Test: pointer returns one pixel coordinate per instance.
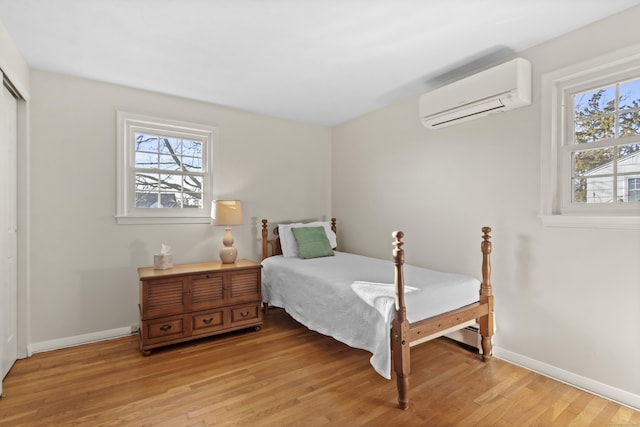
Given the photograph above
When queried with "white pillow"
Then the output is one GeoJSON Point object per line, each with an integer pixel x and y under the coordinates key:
{"type": "Point", "coordinates": [288, 241]}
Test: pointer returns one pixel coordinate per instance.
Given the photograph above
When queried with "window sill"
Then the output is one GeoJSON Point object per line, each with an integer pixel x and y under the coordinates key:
{"type": "Point", "coordinates": [142, 220]}
{"type": "Point", "coordinates": [606, 222]}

*-*-*

Reproduce the material above line for line, with no changes, and leave the pictures out of your output.

Solution |
Test: pointer returns one pixel coordinate per instance.
Given the photograph above
When queried with "white pillow"
Then the output is one GeoJSON Point object per line, each with an integer pixel x and y under the coordinates key:
{"type": "Point", "coordinates": [288, 241]}
Test: pointer returns one pixel coordinate per instance.
Given the photograph above
When queried with "window sill"
Then the output is one GeoJSON Point object per line, each with an integer pixel x and y under the coordinates key:
{"type": "Point", "coordinates": [142, 220]}
{"type": "Point", "coordinates": [606, 222]}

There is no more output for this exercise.